**作業一覧:**
• 1. 通信制大学のメリットを扱った文書を、全文そのまま書き写してください。
• 2. データセットの行の先頭から「94), (203, 91)]」を含む行までを、その行も含めて、空行を除いた番号付きリストとして示してください。画像は解答に入れないでください。

**文書:**
########################################
通信制大学について詳しく知りたい人は↓
通信制大学は、忙しい社会人や家庭を持つ人々にとって勉強しやすいメリットの多い大学です。また、通学制の学校になじめなかった人にとっても自分のペースで学べる通信制大学のシステムは大きな魅力になります。しかし、人によっては通信制大学のシステムにデメリットを感じる場合もあるかもしれません。
この記事では、通信制大学のメリット、デメリット、そしてどのような人が通信制大学に向いているかについて詳しく解説します。

学費が比較的安い
通信制大学の大きなメリットの一つは、学費が通学制の大学に比べて圧倒的に安いことです。
例えば、放送大学の場合、卒業までに必要な学費は約77万円とされています。
www.ouj.ac.jp
じゃあ通学制大学にはどのぐらいの学費がかかるのでしょうか。
参考になる資料が、文部科学省が出している「国公私立大学の授業料等の推移」という資料。
https://www.mext.go.jp/content/20211224-mxt_sigakujo-000019681_4.pdf
表の中の数字は入学年度のものですが、令和3年度で国公立の授業料が50万円台、私立だと90万代です。他に入学料もかかります。国立で80万台、公立で90万台、私立だと入学年度だけで100万越えです。
単純計算すれば、通学制の大学に一年通う学費があれば、放送大学は卒業できるということになるでしょう。
さらに通学制の大学では、学費のほかにアパート代などの生活費も必要となります。通信制大学は基本自宅で学ぶので、スクーリング時の宿泊費などを除けば生活費はかかりません。
自由な時間帯で学べる
通信制大学のもう一つの大きなメリットは、学ぶ時間を自分で決められる点です。
########################################
データセットの行
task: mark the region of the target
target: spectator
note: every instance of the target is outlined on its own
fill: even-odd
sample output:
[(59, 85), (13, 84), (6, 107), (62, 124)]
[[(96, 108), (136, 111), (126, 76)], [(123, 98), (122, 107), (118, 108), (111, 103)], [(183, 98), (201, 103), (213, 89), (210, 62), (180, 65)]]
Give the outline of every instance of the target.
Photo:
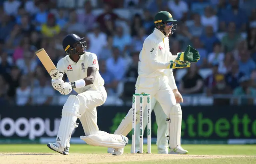
[(203, 78), (198, 73), (198, 68), (192, 63), (182, 78), (179, 91), (181, 94), (200, 94), (203, 91)]
[(234, 22), (236, 30), (238, 32), (245, 31), (248, 18), (246, 12), (239, 7), (239, 0), (230, 0), (231, 8), (226, 9), (220, 17), (220, 28), (222, 31), (226, 31), (228, 25)]
[(29, 45), (25, 45), (23, 50), (23, 57), (17, 60), (16, 65), (21, 71), (22, 74), (28, 75), (34, 73), (36, 70), (37, 63), (35, 59), (33, 59), (34, 52), (28, 49)]
[(11, 103), (14, 102), (14, 98), (16, 96), (16, 89), (20, 86), (20, 71), (18, 68), (13, 66), (11, 70), (10, 73), (6, 76), (6, 81), (9, 86), (7, 96)]
[(147, 38), (146, 31), (143, 28), (141, 28), (138, 31), (138, 35), (135, 36), (132, 39), (132, 47), (134, 51), (140, 51), (142, 48), (144, 41)]
[(26, 43), (25, 40), (22, 40), (20, 41), (19, 46), (16, 47), (14, 49), (14, 52), (12, 55), (12, 59), (14, 63), (16, 63), (16, 61), (20, 59), (22, 59), (24, 57), (23, 53), (25, 49), (26, 48), (28, 50), (29, 45), (28, 45), (28, 43)]
[(125, 51), (130, 45), (132, 42), (131, 36), (124, 34), (123, 28), (121, 26), (117, 27), (116, 32), (113, 37), (113, 45), (118, 47), (121, 51)]
[(38, 7), (39, 11), (35, 15), (35, 21), (36, 23), (37, 30), (40, 31), (41, 25), (46, 23), (47, 22), (48, 14), (44, 2), (40, 2)]
[(207, 51), (202, 46), (202, 43), (198, 37), (194, 37), (192, 40), (193, 47), (199, 52), (200, 54), (200, 60), (196, 63), (198, 67), (206, 67), (208, 64), (207, 63)]
[(244, 73), (239, 71), (239, 65), (236, 62), (234, 62), (232, 65), (231, 70), (226, 75), (225, 79), (226, 83), (231, 87), (232, 90), (239, 86), (238, 81)]
[(48, 15), (47, 23), (42, 25), (41, 32), (44, 36), (49, 38), (52, 38), (60, 32), (60, 27), (57, 24), (53, 14)]
[(188, 11), (188, 4), (183, 0), (169, 0), (168, 7), (172, 12), (173, 18), (178, 20), (186, 20)]
[[(212, 0), (213, 1), (217, 2), (216, 0)], [(225, 12), (227, 8), (228, 2), (226, 0), (219, 0), (216, 7), (217, 16), (219, 18), (223, 15), (223, 12)]]
[(201, 16), (195, 13), (193, 16), (193, 20), (187, 21), (186, 25), (188, 27), (189, 32), (193, 36), (200, 36), (203, 34), (204, 27), (201, 23)]
[(252, 71), (251, 75), (251, 79), (252, 80), (252, 87), (256, 88), (256, 69)]
[(124, 8), (134, 8), (138, 6), (139, 0), (124, 0)]
[(143, 21), (143, 27), (145, 28), (147, 35), (150, 35), (155, 28), (155, 26), (153, 23), (154, 19), (150, 14), (150, 13), (147, 10), (144, 10), (144, 20)]
[[(248, 49), (251, 52), (256, 51), (256, 26), (250, 28), (247, 33), (247, 43)], [(256, 57), (254, 57), (254, 58)]]
[(45, 75), (40, 76), (38, 79), (39, 85), (35, 87), (31, 93), (32, 101), (35, 105), (50, 105), (54, 95), (54, 90), (50, 84), (47, 83)]
[(240, 58), (239, 61), (239, 70), (246, 76), (250, 77), (252, 71), (256, 68), (255, 63), (250, 56), (248, 50), (244, 50), (239, 54)]
[[(151, 24), (152, 24), (152, 22)], [(143, 24), (142, 18), (138, 14), (136, 14), (133, 17), (130, 27), (131, 36), (132, 37), (138, 36), (138, 32)]]
[(107, 44), (102, 49), (101, 51), (97, 55), (98, 59), (106, 60), (112, 56), (112, 45), (113, 45), (113, 37), (111, 36), (108, 37)]
[(78, 22), (76, 11), (72, 11), (70, 14), (68, 22), (64, 27), (64, 29), (69, 34), (84, 34), (86, 32), (84, 25)]
[(211, 93), (214, 95), (213, 104), (218, 105), (227, 105), (230, 104), (230, 99), (223, 99), (222, 98), (214, 98), (214, 95), (231, 95), (232, 89), (230, 87), (227, 85), (225, 81), (224, 75), (219, 75), (216, 79), (216, 85), (212, 89)]
[(35, 30), (33, 25), (30, 24), (30, 18), (28, 15), (25, 15), (21, 17), (20, 28), (22, 32), (26, 36), (28, 36), (33, 31)]
[(97, 23), (93, 25), (93, 29), (92, 32), (87, 35), (90, 43), (88, 49), (90, 52), (98, 54), (107, 44), (107, 35), (100, 31), (100, 25)]
[[(240, 102), (241, 105), (253, 105), (254, 99), (251, 97), (256, 96), (256, 90), (251, 87), (250, 77), (243, 76), (240, 78), (239, 82), (240, 86), (236, 87), (233, 93), (234, 96), (239, 97), (235, 100), (235, 104), (239, 105)], [(246, 97), (246, 96), (249, 97)]]
[(204, 26), (212, 26), (214, 32), (216, 33), (219, 27), (218, 19), (213, 12), (213, 9), (210, 6), (206, 7), (204, 9), (204, 14), (202, 16), (201, 22)]
[(56, 23), (62, 29), (63, 29), (68, 23), (68, 18), (67, 17), (66, 17), (66, 15), (65, 9), (60, 9), (58, 16), (56, 17)]
[(204, 84), (206, 87), (206, 93), (208, 95), (210, 95), (211, 91), (217, 83), (217, 78), (220, 73), (218, 72), (219, 63), (215, 62), (212, 63), (212, 73), (204, 81)]
[(231, 70), (231, 64), (234, 60), (234, 55), (231, 52), (227, 53), (224, 57), (224, 60), (220, 63), (218, 72), (224, 74), (230, 71)]
[(9, 89), (9, 85), (6, 82), (4, 77), (0, 74), (0, 104), (6, 104), (7, 101), (6, 97), (7, 91)]
[(38, 12), (39, 9), (36, 4), (36, 1), (31, 0), (24, 0), (24, 7), (26, 11), (31, 15), (34, 15)]
[(247, 49), (247, 42), (246, 40), (241, 40), (240, 41), (238, 42), (238, 43), (236, 46), (235, 49), (232, 50), (234, 57), (236, 60), (238, 61), (240, 59), (239, 54), (242, 51)]
[(0, 25), (0, 41), (2, 42), (5, 41), (7, 37), (11, 34), (14, 24), (11, 21), (10, 17), (7, 15), (1, 16), (1, 17)]
[(28, 13), (26, 11), (25, 8), (23, 7), (23, 5), (19, 8), (19, 9), (18, 12), (18, 14), (15, 16), (15, 19), (16, 20), (16, 23), (18, 25), (20, 25), (21, 23), (21, 18), (26, 15), (29, 15)]
[(220, 42), (213, 32), (212, 27), (210, 26), (206, 27), (205, 34), (202, 35), (200, 40), (208, 53), (212, 52), (214, 43)]
[(12, 64), (8, 60), (8, 54), (6, 53), (2, 53), (1, 54), (1, 63), (0, 63), (0, 75), (6, 76), (11, 72)]
[(111, 35), (115, 30), (114, 22), (119, 17), (112, 10), (108, 4), (104, 4), (104, 12), (96, 18), (96, 21), (100, 25), (101, 30), (108, 35)]
[(194, 1), (191, 6), (191, 10), (193, 13), (197, 13), (200, 15), (204, 14), (204, 8), (210, 5), (208, 0), (197, 0)]
[(4, 12), (10, 15), (16, 15), (21, 3), (16, 0), (7, 0), (4, 2)]
[(154, 15), (159, 11), (164, 10), (163, 7), (167, 5), (167, 1), (165, 0), (149, 0), (147, 2), (146, 7), (152, 15)]
[(176, 55), (178, 52), (182, 51), (180, 47), (180, 43), (178, 41), (171, 40), (169, 42), (169, 44), (170, 50), (172, 55)]
[(16, 104), (17, 105), (23, 106), (30, 103), (31, 88), (28, 85), (28, 77), (23, 75), (20, 78), (20, 86), (16, 90)]
[(251, 28), (256, 28), (256, 8), (252, 10), (250, 15), (249, 26)]
[(223, 62), (225, 55), (221, 50), (221, 44), (219, 42), (214, 44), (213, 52), (209, 54), (208, 57), (208, 63), (211, 66), (214, 62), (219, 63)]
[(86, 31), (93, 30), (93, 25), (95, 23), (96, 17), (92, 13), (92, 6), (90, 1), (86, 1), (84, 3), (84, 10), (83, 12), (78, 14), (78, 20), (79, 23), (84, 25)]
[(114, 75), (115, 79), (120, 81), (124, 78), (127, 63), (121, 56), (120, 51), (118, 47), (113, 47), (112, 51), (112, 57), (106, 61), (107, 70)]
[(124, 91), (122, 97), (126, 99), (130, 97), (135, 91), (135, 84), (137, 78), (139, 75), (138, 73), (139, 63), (139, 52), (132, 53), (132, 62), (129, 67), (129, 69), (126, 73)]
[(106, 69), (106, 61), (99, 60), (100, 73), (105, 81), (104, 87), (108, 95), (114, 95), (115, 91), (119, 83), (116, 79), (115, 75)]
[(41, 47), (40, 39), (40, 34), (38, 32), (36, 31), (32, 32), (30, 39), (30, 44), (34, 46), (36, 49), (39, 49)]
[(175, 30), (175, 39), (180, 41), (181, 47), (182, 49), (185, 49), (190, 44), (190, 40), (193, 36), (188, 31), (188, 27), (185, 24), (180, 24), (179, 27)]
[(234, 49), (241, 39), (240, 34), (236, 31), (235, 23), (230, 23), (228, 33), (224, 36), (221, 41), (224, 52), (230, 52)]
[(22, 39), (24, 34), (22, 33), (20, 27), (18, 25), (16, 25), (10, 35), (6, 39), (6, 47), (8, 53), (12, 53), (14, 47), (20, 44), (20, 42)]

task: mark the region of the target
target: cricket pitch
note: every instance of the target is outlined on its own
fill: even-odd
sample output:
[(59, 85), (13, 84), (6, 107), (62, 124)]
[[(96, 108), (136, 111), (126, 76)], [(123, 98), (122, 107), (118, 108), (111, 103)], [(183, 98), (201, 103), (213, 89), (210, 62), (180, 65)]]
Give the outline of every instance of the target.
[[(253, 157), (242, 155), (169, 155), (159, 154), (124, 154), (113, 156), (108, 154), (72, 154), (64, 156), (57, 154), (31, 153), (0, 153), (0, 162), (2, 164), (127, 164), (165, 163), (164, 161), (171, 162), (175, 160), (216, 159), (223, 158), (244, 158)], [(255, 156), (254, 156), (255, 158)], [(148, 163), (150, 162), (150, 163)]]

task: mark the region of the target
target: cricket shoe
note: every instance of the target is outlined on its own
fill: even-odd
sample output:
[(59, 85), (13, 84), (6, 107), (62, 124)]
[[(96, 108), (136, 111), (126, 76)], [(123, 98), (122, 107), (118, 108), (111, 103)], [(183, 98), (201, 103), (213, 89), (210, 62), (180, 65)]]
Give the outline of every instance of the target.
[(188, 153), (188, 152), (183, 149), (180, 146), (177, 146), (174, 148), (170, 149), (168, 153), (169, 154), (186, 154)]
[[(122, 138), (123, 138), (122, 142), (125, 143), (125, 146), (126, 146), (128, 143), (129, 139), (127, 137), (122, 134), (121, 136), (122, 136)], [(114, 149), (114, 152), (112, 153), (112, 155), (113, 156), (120, 156), (123, 154), (124, 154), (124, 148), (117, 148)]]
[(47, 144), (47, 147), (62, 154), (68, 155), (69, 147), (67, 146), (66, 148), (62, 148), (58, 143), (48, 143)]
[(108, 153), (112, 154), (114, 151), (115, 151), (115, 149), (114, 148), (108, 148)]

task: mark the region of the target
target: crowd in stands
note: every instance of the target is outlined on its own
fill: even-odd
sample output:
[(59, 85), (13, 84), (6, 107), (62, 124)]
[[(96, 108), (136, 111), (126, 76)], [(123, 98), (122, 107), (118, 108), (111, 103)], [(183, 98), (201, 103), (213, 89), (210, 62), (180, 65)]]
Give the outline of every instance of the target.
[(70, 33), (85, 37), (97, 55), (106, 104), (130, 101), (140, 51), (162, 10), (178, 20), (172, 54), (190, 45), (201, 55), (174, 70), (182, 95), (256, 97), (255, 0), (6, 0), (0, 1), (0, 105), (64, 104), (66, 96), (53, 89), (35, 52), (44, 48), (56, 64)]

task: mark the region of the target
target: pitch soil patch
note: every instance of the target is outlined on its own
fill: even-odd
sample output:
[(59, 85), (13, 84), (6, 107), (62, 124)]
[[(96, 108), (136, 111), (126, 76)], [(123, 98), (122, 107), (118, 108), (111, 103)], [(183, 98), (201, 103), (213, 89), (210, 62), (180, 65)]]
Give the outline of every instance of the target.
[(71, 154), (64, 156), (59, 154), (0, 153), (1, 164), (98, 164), (128, 161), (146, 161), (160, 160), (215, 158), (246, 157), (249, 156), (170, 155), (159, 154), (129, 154), (114, 156), (109, 154)]

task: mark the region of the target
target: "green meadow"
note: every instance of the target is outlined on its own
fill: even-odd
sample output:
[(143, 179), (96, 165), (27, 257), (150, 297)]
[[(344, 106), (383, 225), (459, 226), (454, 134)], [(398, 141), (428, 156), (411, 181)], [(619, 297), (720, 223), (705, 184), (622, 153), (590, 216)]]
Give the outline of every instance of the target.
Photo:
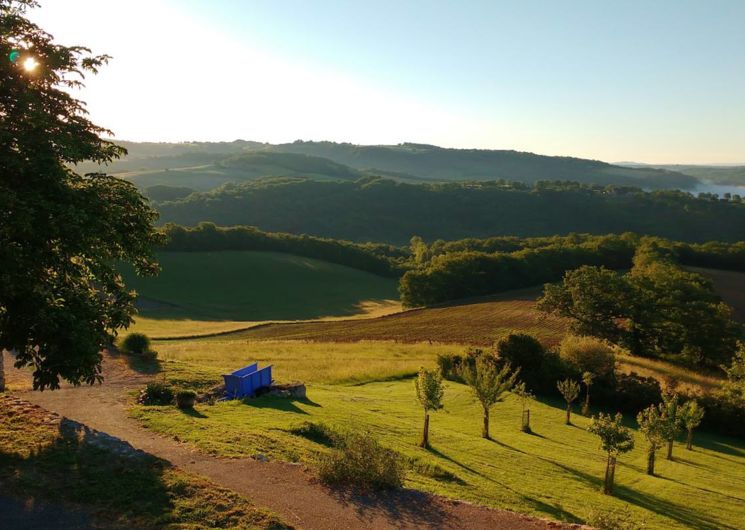
[[(620, 459), (616, 494), (600, 492), (604, 454), (586, 431), (589, 419), (564, 425), (563, 403), (531, 404), (534, 434), (520, 431), (513, 397), (492, 410), (493, 441), (480, 437), (480, 407), (464, 385), (446, 384), (445, 409), (431, 420), (432, 448), (416, 443), (422, 411), (410, 376), (457, 345), (306, 343), (199, 340), (158, 342), (163, 377), (207, 389), (220, 374), (250, 360), (273, 364), (280, 381), (302, 380), (307, 400), (258, 398), (175, 407), (134, 407), (145, 426), (228, 457), (265, 454), (313, 465), (327, 447), (298, 434), (306, 422), (369, 431), (410, 462), (407, 486), (485, 506), (580, 522), (592, 510), (627, 507), (646, 528), (741, 528), (745, 503), (745, 443), (697, 433), (693, 451), (675, 447), (645, 474), (645, 443)], [(635, 423), (629, 416), (630, 426)]]
[[(395, 279), (290, 254), (162, 252), (158, 260), (157, 277), (123, 271), (127, 286), (139, 295), (140, 315), (226, 323), (206, 332), (245, 327), (237, 321), (354, 315), (370, 302), (398, 299)], [(205, 332), (194, 326), (195, 333), (182, 326), (175, 334)]]

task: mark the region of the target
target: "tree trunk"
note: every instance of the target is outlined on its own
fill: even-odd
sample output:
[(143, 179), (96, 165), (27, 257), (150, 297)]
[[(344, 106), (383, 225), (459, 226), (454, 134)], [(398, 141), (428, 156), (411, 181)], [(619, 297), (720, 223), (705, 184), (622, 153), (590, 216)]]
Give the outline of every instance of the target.
[(481, 430), (481, 437), (491, 440), (489, 436), (489, 407), (484, 407), (484, 427)]
[(0, 349), (0, 392), (5, 392), (5, 350)]
[(654, 475), (654, 453), (655, 448), (650, 447), (647, 450), (647, 475)]
[(530, 409), (523, 411), (523, 432), (530, 432)]
[(613, 484), (616, 482), (616, 457), (612, 456), (610, 460), (610, 483), (608, 484), (608, 495), (613, 494)]
[(603, 493), (611, 495), (613, 493), (613, 479), (616, 474), (616, 459), (608, 455), (608, 461), (605, 463), (605, 479), (603, 480)]
[(424, 430), (422, 431), (422, 442), (420, 447), (429, 447), (429, 413), (424, 413)]

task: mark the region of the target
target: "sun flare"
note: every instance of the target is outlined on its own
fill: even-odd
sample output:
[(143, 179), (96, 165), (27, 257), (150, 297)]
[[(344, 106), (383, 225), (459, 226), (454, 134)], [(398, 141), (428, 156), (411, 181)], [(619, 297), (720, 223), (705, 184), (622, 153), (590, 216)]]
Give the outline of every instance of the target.
[(34, 59), (33, 57), (29, 57), (25, 61), (23, 61), (23, 69), (27, 72), (33, 72), (36, 70), (36, 68), (39, 66), (39, 61)]

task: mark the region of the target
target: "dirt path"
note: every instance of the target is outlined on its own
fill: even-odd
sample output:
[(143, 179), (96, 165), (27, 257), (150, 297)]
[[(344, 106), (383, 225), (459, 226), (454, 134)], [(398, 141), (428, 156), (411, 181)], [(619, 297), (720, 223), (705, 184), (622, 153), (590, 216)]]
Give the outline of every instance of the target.
[(149, 376), (132, 372), (120, 358), (106, 358), (102, 385), (33, 392), (29, 373), (14, 369), (9, 356), (5, 357), (9, 388), (19, 397), (206, 476), (301, 528), (578, 528), (408, 489), (369, 496), (344, 495), (325, 488), (299, 465), (205, 455), (148, 431), (127, 416), (131, 393), (142, 388)]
########################################
**作業の解答:**
• 1.
通信制大学について詳しく知りたい人は↓
通信制大学は、忙しい社会人や家庭を持つ人々にとって勉強しやすいメリットの多い大学です。また、通学制の学校になじめなかった人にとっても自分のペースで学べる通信制大学のシステムは大きな魅力になります。しかし、人によっては通信制大学のシステムにデメリットを感じる場合もあるかもしれません。
この記事では、通信制大学のメリット、デメリット、そしてどのような人が通信制大学に向いているかについて詳しく解説します。

学費が比較的安い
通信制大学の大きなメリットの一つは、学費が通学制の大学に比べて圧倒的に安いことです。
例えば、放送大学の場合、卒業までに必要な学費は約77万円とされています。
www.ouj.ac.jp
じゃあ通学制大学にはどのぐらいの学費がかかるのでしょうか。
参考になる資料が、文部科学省が出している「国公私立大学の授業料等の推移」という資料。
https://www.mext.go.jp/content/20211224-mxt_sigakujo-000019681_4.pdf
表の中の数字は入学年度のものですが、令和3年度で国公立の授業料が50万円台、私立だと90万代です。他に入学料もかかります。国立で80万台、公立で90万台、私立だと入学年度だけで100万越えです。
単純計算すれば、通学制の大学に一年通う学費があれば、放送大学は卒業できるということになるでしょう。
さらに通学制の大学では、学費のほかにアパート代などの生活費も必要となります。通信制大学は基本自宅で学ぶので、スクーリング時の宿泊費などを除けば生活費はかかりません。
自由な時間帯で学べる
通信制大学のもう一つの大きなメリットは、学ぶ時間を自分で決められる点です。

• 2.
1. task: mark the region of the target
2. target: spectator
3. note: every instance of the target is outlined on its own
4. fill: even-odd
5. sample output:
6. [(59, 85), (13, 84), (6, 107), (62, 124)]
7. [[(96, 108), (136, 111), (126, 76)], [(123, 98), (122, 107), (118, 108), (111, 103)], [(183, 98), (201, 103), (213, 89), (210, 62), (180, 65)]]
8. Give the outline of every instance of the target.
9. Photo:
10. [(203, 78), (198, 73), (198, 68), (192, 63), (182, 78), (179, 91), (181, 94), (200, 94), (203, 91)]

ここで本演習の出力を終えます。